Dataset rows showing where objects appear

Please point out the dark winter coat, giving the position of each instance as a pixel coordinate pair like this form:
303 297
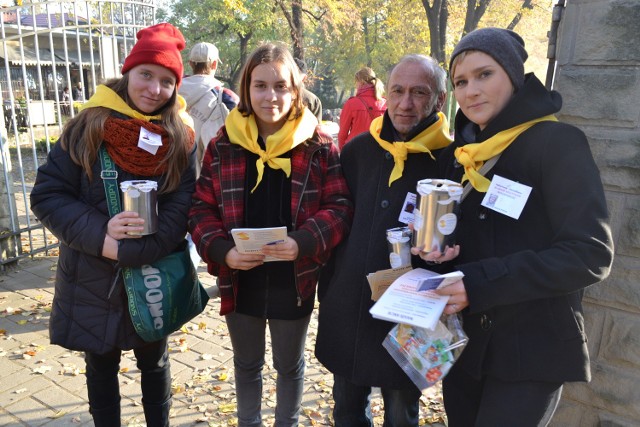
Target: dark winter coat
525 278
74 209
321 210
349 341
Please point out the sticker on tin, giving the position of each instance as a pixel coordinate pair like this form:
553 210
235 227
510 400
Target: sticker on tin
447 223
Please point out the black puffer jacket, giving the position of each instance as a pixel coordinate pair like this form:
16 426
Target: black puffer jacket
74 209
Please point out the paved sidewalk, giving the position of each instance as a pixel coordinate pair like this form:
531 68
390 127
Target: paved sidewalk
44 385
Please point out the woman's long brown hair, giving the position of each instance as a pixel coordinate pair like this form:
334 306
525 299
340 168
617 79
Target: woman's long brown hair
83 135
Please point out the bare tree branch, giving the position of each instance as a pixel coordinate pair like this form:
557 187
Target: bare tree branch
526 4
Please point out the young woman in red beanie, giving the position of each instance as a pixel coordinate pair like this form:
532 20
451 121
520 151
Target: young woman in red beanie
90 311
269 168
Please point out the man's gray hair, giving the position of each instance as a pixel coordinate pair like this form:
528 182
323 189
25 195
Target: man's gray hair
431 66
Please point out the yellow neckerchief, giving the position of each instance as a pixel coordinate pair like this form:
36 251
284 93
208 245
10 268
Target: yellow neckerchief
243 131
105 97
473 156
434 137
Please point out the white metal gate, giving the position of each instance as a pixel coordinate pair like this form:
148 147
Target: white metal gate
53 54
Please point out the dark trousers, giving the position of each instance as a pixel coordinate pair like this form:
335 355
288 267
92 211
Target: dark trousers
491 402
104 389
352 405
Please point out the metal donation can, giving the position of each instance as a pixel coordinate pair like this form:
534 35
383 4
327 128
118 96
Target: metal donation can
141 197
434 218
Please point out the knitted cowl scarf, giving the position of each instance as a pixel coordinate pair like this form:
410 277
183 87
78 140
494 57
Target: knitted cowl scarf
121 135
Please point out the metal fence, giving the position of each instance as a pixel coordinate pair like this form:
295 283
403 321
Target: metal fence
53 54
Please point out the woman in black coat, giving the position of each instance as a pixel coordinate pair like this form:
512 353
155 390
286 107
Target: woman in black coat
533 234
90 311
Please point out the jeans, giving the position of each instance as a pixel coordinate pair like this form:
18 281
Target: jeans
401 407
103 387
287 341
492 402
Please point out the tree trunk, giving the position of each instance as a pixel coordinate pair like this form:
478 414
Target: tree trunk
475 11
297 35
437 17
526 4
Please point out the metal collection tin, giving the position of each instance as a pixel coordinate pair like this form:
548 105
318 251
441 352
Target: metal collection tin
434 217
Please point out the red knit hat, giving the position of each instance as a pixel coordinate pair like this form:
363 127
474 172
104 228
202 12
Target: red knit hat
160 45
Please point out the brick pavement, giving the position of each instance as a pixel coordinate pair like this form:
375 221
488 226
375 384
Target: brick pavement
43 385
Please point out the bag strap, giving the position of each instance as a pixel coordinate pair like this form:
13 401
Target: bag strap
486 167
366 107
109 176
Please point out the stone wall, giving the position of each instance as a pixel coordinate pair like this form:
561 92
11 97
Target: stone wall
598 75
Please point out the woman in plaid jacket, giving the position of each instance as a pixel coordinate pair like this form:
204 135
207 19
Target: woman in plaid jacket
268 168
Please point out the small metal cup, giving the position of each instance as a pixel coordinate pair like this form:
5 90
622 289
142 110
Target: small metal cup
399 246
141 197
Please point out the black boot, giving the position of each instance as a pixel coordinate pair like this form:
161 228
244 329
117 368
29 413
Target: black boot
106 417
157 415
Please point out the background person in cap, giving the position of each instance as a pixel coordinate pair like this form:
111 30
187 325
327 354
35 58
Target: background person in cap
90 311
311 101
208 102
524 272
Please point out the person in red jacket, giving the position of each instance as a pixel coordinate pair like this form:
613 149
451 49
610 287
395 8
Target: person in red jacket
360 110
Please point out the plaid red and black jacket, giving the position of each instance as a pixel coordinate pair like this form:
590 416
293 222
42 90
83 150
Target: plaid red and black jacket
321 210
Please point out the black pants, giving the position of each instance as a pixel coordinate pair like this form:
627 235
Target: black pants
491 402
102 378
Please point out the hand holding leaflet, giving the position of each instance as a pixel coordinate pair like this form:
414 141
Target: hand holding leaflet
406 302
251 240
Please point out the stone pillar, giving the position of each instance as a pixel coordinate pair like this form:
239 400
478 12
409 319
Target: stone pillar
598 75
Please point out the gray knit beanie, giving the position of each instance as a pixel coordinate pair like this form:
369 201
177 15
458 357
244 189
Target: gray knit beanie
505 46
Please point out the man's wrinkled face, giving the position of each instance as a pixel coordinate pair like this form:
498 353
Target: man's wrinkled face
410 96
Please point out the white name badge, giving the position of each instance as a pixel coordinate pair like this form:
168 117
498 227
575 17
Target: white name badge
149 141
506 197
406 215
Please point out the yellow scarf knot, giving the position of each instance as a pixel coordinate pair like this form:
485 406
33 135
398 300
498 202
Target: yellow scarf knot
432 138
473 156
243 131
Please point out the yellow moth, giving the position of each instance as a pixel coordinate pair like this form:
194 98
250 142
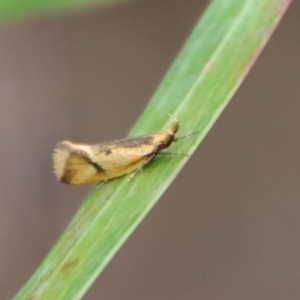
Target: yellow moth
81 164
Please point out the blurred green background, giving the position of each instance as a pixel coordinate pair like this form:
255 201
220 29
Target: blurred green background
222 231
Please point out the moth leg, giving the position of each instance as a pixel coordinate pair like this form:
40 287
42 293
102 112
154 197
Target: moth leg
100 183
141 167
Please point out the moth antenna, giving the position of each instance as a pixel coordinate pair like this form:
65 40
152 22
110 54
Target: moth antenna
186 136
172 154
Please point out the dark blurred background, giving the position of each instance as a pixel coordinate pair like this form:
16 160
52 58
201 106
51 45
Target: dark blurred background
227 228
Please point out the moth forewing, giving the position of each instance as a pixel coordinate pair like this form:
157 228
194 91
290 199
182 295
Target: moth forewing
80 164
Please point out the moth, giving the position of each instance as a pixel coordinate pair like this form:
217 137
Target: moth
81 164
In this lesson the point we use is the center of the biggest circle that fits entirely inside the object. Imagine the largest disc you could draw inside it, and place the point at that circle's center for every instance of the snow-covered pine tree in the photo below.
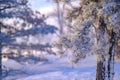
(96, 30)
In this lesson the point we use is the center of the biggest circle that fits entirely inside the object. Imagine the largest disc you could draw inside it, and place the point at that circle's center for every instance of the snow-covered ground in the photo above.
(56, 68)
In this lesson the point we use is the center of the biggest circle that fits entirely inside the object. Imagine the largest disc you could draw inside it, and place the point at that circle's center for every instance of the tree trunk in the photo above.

What this task involves =
Output every one of the records above as a numbered list, omitting blank lines and the pictures.

Response to this exercise =
1. Please point out the dark winter coat, giving the position of each instance as a pixel coordinate pair like this form:
2. 303 297
3. Target: dark winter coat
4. 525 278
5. 74 209
6. 321 210
7. 349 341
8. Please point out the sticker on tin, giving the position of each instance as a pixel coordinate pair like this form:
9. 553 210
10. 235 227
11. 510 400
12. Target: sticker on tin
13. 447 223
14. Please point out the black puffer jacket, giving the position of each instance as a pixel coordinate pair like this form:
15. 16 426
16. Target: black puffer jacket
17. 74 209
18. Please point out the paved sidewalk, giving the position of each instance as a pixel coordinate pair like this form:
19. 531 68
20. 390 127
21. Target: paved sidewalk
22. 44 385
23. Please point out the woman's long brown hair, giving the position of each instance as a pixel coordinate pair like this form:
24. 334 306
25. 525 299
26. 340 168
27. 617 79
28. Target: woman's long brown hair
29. 83 135
30. Please point out the bare tree branch, giving the position of each instance as a pixel coordinate pair like this form:
31. 557 187
32. Target: bare tree branch
33. 526 4
34. Please point out the young woman in red beanie, giving the position of each instance as a pixel coordinate pair like this form:
35. 532 20
36. 451 121
37. 520 151
38. Target: young woman in red beanie
39. 90 311
40. 269 168
41. Please point out the man's gray hair, giving the position of each instance as a pixel coordinate pair like this form:
42. 528 182
43. 323 189
44. 25 195
45. Target: man's gray hair
46. 431 66
47. Please point out the yellow neckerchief, giving the position of each instance as a pixel coordinate pair like this form:
48. 36 251
49. 284 93
50. 208 245
51. 10 268
52. Target: yellow neckerchief
53. 243 131
54. 105 97
55. 473 156
56. 434 137
57. Please point out the white metal gate, giving the position of each instance as a pixel coordinate pair like this form:
58. 148 147
59. Target: white metal gate
60. 53 54
61. Please point out the dark trousers, giving the position of each instance as a pixel coordinate pair like this form:
62. 335 355
63. 288 267
64. 92 211
65. Target: dark trousers
66. 491 402
67. 104 389
68. 352 405
69. Please point out the metal donation can, giving the position of each instance as a pixel coordinate pair like this form:
70. 534 35
71. 383 4
72. 327 128
73. 118 96
74. Target: metal donation can
75. 141 197
76. 434 218
77. Please point out the knitted cowl scarf, giving the position of each instance as a pixel coordinate pair like this form:
78. 410 277
79. 183 87
80. 78 140
81. 494 57
82. Target: knitted cowl scarf
83. 121 135
84. Please point out the metal fence, giving the position of each instance as a pixel coordinate pair like this form:
85. 295 283
86. 403 321
87. Target: metal fence
88. 53 54
89. Please point out the woman in black coat, giving the position of each instance as a pixel coordinate pair like this form:
90. 512 353
91. 155 390
92. 286 107
93. Target: woman in black coat
94. 533 234
95. 90 311
96. Please point out the jeans, giving the position of each instance as a pixel coordinate pair like this form:
97. 18 281
98. Target: jeans
99. 401 407
100. 103 387
101. 287 341
102. 492 402
103. Please point out the tree trunk, giving the position of each instance as a pixel coordinate pair like this form:
104. 478 414
105. Target: tree trunk
106. 475 11
107. 297 35
108. 437 17
109. 526 4
110. Please point out the metal collection tin, giving the position of each instance as a pixel coordinate pair like this form:
111. 548 105
112. 318 251
113. 441 352
114. Target: metal collection tin
115. 434 217
116. Please point out the red knit hat, giving the position of each instance as a pixel coordinate pair like this form:
117. 363 127
118. 474 172
119. 104 228
120. 202 12
121. Target: red knit hat
122. 160 45
123. Please point out the brick pavement, giving the position of each instance as a pixel coordinate pair like this form:
124. 375 221
125. 488 226
126. 375 384
127. Target: brick pavement
128. 43 385
129. Please point out the bag strap, giving the position of each instance as a pixel coordinate pair like this form:
130. 13 401
131. Target: bag strap
132. 486 167
133. 366 107
134. 109 176
135. Please point out the stone wall, giving the position of each instance as a pixel coordinate pair like this form:
136. 561 92
137. 11 97
138. Target: stone wall
139. 598 75
140. Please point out the woman in plaid jacket, giving the position of each instance as a pixel coordinate pair like this form:
141. 204 135
142. 207 19
143. Target: woman in plaid jacket
144. 268 168
145. Please point out the small metal cup, giving the position of each instance as a pixel coordinate pair like this form:
146. 5 90
147. 622 289
148. 142 110
149. Target: small metal cup
150. 399 246
151. 141 197
152. Please point out the black boot, giving the position of each instance as a pixel coordinate pair like this form:
153. 161 228
154. 244 329
155. 117 368
156. 29 413
157. Target: black boot
158. 106 417
159. 157 415
160. Please point out the background person in cap, giving the position of each instance as a pixel coordinate pair like this form:
161. 111 30
162. 187 325
163. 327 354
164. 35 58
165. Target: background person in cap
166. 90 311
167. 311 101
168. 208 102
169. 524 272
170. Please point out the person in red jacket, giving the position of each instance as a pixel coordinate pair like this form:
171. 613 149
172. 451 49
173. 610 287
174. 395 8
175. Target: person in red jacket
176. 360 110
177. Please point out the plaid red and black jacket, giving the position of each instance as a pixel coordinate pair like this form:
178. 590 416
179. 293 222
180. 42 90
181. 83 150
182. Target: plaid red and black jacket
183. 321 210
184. Please point out the black pants, giving the position of each instance as a pixel coordinate pair like this form:
185. 627 235
186. Target: black pants
187. 491 402
188. 102 378
189. Please point out the hand holding leaflet, giving the position of each instance as a pixel coordinate pair like this form:
190. 414 141
191. Target: hand holding leaflet
192. 406 302
193. 251 240
194. Please point out the stone pillar, giving the position of each instance as a pixel coordinate pair like this form:
195. 239 400
196. 478 12
197. 409 319
198. Target: stone pillar
199. 598 75
200. Please point out the gray knit beanie, giving the position of each instance as a pixel coordinate pair like this form:
201. 369 201
202. 177 15
203. 458 357
204. 244 189
205. Target: gray knit beanie
206. 505 46
207. Please point out the man's wrinkled face, giving the position of each instance as a pixel coordinate pair like this form:
208. 498 353
209. Target: man's wrinkled face
210. 410 96
211. Please point out the white name badge, giving the position of each instance as a pixel coordinate pair like this form:
212. 168 117
213. 498 227
214. 575 17
215. Target: white name badge
216. 149 141
217. 506 197
218. 406 215
219. Please point out the yellow scarf knot, giving the position of each instance as a pixel coordinate pair like this form:
220. 485 406
221. 33 135
222. 398 300
223. 498 202
224. Target: yellow scarf knot
225. 432 138
226. 473 156
227. 243 131
228. Please point out the yellow moth, giving the position of each instance as a pixel coordinate pair like this form:
229. 194 98
230. 250 142
231. Target: yellow moth
232. 81 164
233. Please point out the blurred green background, giving the position of each instance as a pixel coordinate pair like this form:
234. 255 201
235. 220 29
236. Target: blurred green background
237. 222 231
238. Please point out the moth leg, giving the position of each instance as a pixel coordinate pair like this form:
239. 40 287
240. 42 293
241. 102 112
242. 154 197
243. Target: moth leg
244. 100 183
245. 141 167
246. Please point out the moth antenna, giving the position of each instance as a pixel coordinate pair like this form:
247. 65 40
248. 152 22
249. 110 54
250. Target: moth antenna
251. 186 136
252. 172 154
253. Please point out the dark blurred background, giving the position of each instance as a pixel coordinate pair like this form:
254. 16 160
255. 52 58
256. 201 106
257. 51 45
258. Target: dark blurred background
259. 227 228
260. Please point out the moth forewing, giving the position of each instance as a pixel coordinate pair like this form:
261. 157 228
262. 194 91
263. 290 199
264. 182 295
265. Target: moth forewing
266. 80 164
267. Please point out the moth, giving the position of each instance as a pixel coordinate pair like this form:
268. 217 137
269. Target: moth
270. 81 164
271. In this lesson the point we use is the center of the biggest circle that fits entirely inside the object. Imagine the largest disc you could draw inside it, and place the point at that circle's center for every instance of the snow-covered pine tree in the photo below.
272. (96, 30)
273. In this lesson the point we use is the center of the biggest circle that fits entirely inside the object. Imagine the largest disc you could draw inside it, and place the point at that circle's center for every instance of the snow-covered ground in the photo above.
274. (56, 68)
275. In this lesson the point we use is the center of the biggest circle that fits entirely inside the object. Imagine the largest disc you could draw inside it, and place the point at that circle's center for every instance of the tree trunk in the photo above.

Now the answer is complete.